▶
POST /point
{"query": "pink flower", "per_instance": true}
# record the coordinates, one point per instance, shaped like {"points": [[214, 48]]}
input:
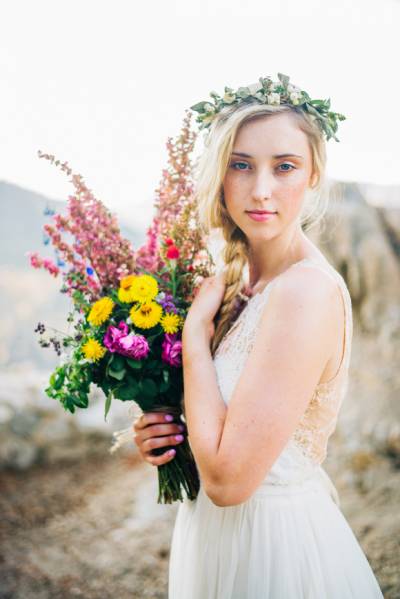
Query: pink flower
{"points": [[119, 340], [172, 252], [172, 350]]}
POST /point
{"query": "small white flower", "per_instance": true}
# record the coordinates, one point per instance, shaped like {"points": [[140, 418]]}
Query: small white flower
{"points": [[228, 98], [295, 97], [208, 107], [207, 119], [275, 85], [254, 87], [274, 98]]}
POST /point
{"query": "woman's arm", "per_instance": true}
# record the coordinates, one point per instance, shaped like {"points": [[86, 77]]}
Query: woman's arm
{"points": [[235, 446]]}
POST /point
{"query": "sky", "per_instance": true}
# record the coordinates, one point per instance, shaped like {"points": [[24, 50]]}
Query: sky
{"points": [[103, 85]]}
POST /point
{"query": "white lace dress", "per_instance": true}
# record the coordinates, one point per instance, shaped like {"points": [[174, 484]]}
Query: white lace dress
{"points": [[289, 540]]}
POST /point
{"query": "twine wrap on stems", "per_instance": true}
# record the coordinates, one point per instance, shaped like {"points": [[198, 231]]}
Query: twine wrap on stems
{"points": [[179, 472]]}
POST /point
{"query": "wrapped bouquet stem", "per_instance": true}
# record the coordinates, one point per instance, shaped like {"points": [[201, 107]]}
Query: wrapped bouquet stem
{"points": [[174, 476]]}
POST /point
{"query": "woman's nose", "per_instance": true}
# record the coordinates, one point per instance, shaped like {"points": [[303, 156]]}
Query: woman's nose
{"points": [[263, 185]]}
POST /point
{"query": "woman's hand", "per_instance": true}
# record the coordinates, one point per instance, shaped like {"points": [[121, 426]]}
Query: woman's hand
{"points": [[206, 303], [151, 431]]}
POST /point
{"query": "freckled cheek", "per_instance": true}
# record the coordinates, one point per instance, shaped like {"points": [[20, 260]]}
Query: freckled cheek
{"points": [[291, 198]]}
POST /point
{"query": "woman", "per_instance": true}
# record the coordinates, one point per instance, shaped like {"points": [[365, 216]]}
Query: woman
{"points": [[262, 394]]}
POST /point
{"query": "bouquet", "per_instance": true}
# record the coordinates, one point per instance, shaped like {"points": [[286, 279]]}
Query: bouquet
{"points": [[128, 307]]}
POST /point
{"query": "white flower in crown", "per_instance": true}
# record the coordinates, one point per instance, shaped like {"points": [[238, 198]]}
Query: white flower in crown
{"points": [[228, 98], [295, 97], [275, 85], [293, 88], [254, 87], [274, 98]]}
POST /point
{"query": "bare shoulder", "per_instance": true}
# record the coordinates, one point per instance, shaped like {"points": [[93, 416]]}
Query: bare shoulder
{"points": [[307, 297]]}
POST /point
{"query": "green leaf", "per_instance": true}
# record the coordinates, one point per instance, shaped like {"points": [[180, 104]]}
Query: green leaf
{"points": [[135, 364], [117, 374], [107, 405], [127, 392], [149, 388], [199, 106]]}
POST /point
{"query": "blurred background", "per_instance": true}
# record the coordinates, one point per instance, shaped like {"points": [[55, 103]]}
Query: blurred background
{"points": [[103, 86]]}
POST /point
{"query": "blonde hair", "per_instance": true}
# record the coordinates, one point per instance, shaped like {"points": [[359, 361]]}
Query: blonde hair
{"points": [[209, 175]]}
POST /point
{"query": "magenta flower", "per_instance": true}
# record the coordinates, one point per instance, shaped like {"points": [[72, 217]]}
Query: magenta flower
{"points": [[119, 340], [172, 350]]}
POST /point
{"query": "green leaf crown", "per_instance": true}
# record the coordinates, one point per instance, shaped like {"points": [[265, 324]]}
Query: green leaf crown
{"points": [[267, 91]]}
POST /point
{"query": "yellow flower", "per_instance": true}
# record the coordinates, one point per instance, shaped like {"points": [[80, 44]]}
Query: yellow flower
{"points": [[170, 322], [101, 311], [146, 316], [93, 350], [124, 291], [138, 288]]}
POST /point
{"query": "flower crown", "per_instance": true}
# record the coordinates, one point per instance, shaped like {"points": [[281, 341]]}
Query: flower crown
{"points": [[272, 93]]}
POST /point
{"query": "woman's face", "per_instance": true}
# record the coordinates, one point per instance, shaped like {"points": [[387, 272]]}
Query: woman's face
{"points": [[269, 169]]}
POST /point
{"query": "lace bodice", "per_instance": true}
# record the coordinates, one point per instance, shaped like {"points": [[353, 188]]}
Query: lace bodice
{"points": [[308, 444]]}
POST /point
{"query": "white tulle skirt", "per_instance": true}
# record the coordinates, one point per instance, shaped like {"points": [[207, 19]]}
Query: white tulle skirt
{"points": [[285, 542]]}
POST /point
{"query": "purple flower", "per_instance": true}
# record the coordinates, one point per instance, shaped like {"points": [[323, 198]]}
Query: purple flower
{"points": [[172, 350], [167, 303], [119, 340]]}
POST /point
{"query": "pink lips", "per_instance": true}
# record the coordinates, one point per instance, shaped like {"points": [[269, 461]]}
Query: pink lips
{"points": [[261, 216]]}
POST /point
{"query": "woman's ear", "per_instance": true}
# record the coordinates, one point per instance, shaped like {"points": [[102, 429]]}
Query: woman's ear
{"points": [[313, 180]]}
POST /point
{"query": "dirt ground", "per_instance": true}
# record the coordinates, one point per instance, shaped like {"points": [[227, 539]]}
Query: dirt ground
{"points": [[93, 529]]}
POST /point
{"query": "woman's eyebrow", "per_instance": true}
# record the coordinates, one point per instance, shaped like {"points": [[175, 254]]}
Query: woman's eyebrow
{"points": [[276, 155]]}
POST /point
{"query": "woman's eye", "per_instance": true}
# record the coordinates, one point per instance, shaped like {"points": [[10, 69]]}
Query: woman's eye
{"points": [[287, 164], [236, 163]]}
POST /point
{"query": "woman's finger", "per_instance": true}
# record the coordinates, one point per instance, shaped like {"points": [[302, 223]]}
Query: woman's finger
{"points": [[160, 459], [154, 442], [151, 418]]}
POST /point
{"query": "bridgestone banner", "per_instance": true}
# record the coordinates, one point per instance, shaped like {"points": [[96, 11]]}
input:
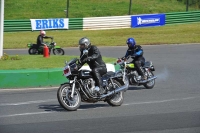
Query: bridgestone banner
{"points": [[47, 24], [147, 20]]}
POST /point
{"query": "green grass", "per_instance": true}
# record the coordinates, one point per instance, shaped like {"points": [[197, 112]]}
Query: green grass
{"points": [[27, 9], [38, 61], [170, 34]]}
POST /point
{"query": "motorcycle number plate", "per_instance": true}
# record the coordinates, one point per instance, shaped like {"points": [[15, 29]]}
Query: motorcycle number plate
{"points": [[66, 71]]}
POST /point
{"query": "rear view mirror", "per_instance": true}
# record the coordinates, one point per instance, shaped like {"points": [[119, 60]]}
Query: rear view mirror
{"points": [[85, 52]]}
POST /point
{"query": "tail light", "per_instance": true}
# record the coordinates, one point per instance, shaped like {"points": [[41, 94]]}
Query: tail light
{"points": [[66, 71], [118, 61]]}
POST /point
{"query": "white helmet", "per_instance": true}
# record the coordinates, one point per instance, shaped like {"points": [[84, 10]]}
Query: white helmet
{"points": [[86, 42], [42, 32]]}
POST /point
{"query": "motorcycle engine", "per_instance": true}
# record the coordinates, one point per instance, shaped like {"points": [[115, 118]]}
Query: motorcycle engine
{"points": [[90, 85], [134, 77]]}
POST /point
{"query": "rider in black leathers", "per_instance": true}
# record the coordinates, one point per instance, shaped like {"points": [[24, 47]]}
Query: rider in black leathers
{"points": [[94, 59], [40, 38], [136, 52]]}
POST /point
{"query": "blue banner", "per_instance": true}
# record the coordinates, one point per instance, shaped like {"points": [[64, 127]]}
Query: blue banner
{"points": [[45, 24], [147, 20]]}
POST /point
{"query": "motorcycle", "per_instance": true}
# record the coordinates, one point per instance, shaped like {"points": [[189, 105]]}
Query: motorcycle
◀
What you should do: Pull out every line in the records that contains the word "plate", and copy each one in full.

Solution below:
{"query": "motorcycle number plate", "per_instance": true}
Query: motorcycle number plate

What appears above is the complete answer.